_Assignment_
Reproduce as a numbered list every line from the start of the rows through the line containing "box: [439, 199, 450, 255]", both ends included, leaving out blank lines and any pictures.

_Input material_
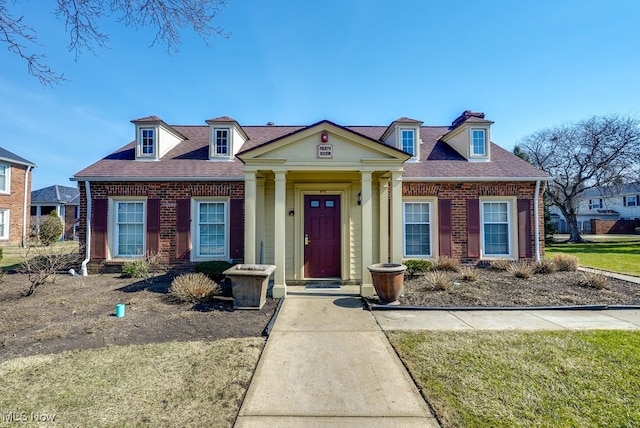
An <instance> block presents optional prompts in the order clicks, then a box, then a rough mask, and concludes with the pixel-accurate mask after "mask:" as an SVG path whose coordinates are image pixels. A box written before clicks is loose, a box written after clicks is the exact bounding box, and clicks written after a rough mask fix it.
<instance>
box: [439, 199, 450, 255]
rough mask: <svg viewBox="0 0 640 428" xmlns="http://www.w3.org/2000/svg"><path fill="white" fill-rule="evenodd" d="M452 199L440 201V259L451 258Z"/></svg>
mask: <svg viewBox="0 0 640 428" xmlns="http://www.w3.org/2000/svg"><path fill="white" fill-rule="evenodd" d="M451 226H452V219H451V199H438V240H439V243H440V252H439V253H440V257H451V255H452V254H453V252H452V247H453V245H452V242H451Z"/></svg>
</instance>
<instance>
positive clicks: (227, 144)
mask: <svg viewBox="0 0 640 428" xmlns="http://www.w3.org/2000/svg"><path fill="white" fill-rule="evenodd" d="M230 135H231V133H230V130H229V128H214V130H213V155H214V156H217V157H229V154H230V152H231V149H230V147H229V146H230V145H231V138H230Z"/></svg>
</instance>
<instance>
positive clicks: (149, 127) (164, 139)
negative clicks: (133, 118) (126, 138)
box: [131, 116, 186, 161]
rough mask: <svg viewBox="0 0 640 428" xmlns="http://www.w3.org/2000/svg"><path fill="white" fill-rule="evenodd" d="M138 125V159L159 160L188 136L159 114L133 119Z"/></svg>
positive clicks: (133, 121) (136, 126)
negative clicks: (162, 118)
mask: <svg viewBox="0 0 640 428" xmlns="http://www.w3.org/2000/svg"><path fill="white" fill-rule="evenodd" d="M131 123H133V124H134V125H135V126H136V160H148V161H157V160H160V158H162V156H164V155H165V154H167V152H169V150H171V149H173V148H174V147H175V146H177V145H178V144H179V143H180V142H182V141H184V140H185V139H186V137H185V136H184V135H182V134H181V133H179V132H178V131H176V130H175V129H173V128H172V127H170V126H169V125H167V124H166V123H164V122H163V121H162V119H160V118H159V117H157V116H148V117H143V118H141V119H136V120H132V121H131Z"/></svg>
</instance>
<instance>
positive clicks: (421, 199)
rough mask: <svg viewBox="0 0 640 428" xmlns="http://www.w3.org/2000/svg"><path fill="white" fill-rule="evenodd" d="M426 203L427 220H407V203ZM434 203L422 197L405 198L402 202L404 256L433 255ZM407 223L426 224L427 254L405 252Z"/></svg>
mask: <svg viewBox="0 0 640 428" xmlns="http://www.w3.org/2000/svg"><path fill="white" fill-rule="evenodd" d="M423 204H424V205H426V206H427V210H428V212H427V215H428V218H427V222H426V223H425V222H407V217H406V213H407V205H423ZM433 208H434V204H433V203H432V201H430V200H424V199H416V200H406V201H403V202H402V255H403V257H405V258H415V259H420V258H430V257H433V254H434V225H435V220H436V216H435V213H434V209H433ZM407 224H426V225H427V231H428V233H429V242H428V245H429V251H428V253H427V254H407V229H406V227H407Z"/></svg>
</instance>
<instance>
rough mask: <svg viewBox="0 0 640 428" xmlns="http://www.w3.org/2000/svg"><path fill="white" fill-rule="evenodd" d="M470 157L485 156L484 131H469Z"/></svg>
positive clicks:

_Solution to this task_
1. An <instance> block presents optional prompts in the order clicks, then a box, then a rough mask, and concludes with the pixel-accurate mask after "mask:" as an SVG path whose coordinates are image pixels. A box written before clicks is loose, a box written after clicks is the exact bounding box, and clicks written after a rough mask fix it.
2. <instance>
3. box: [439, 199, 450, 255]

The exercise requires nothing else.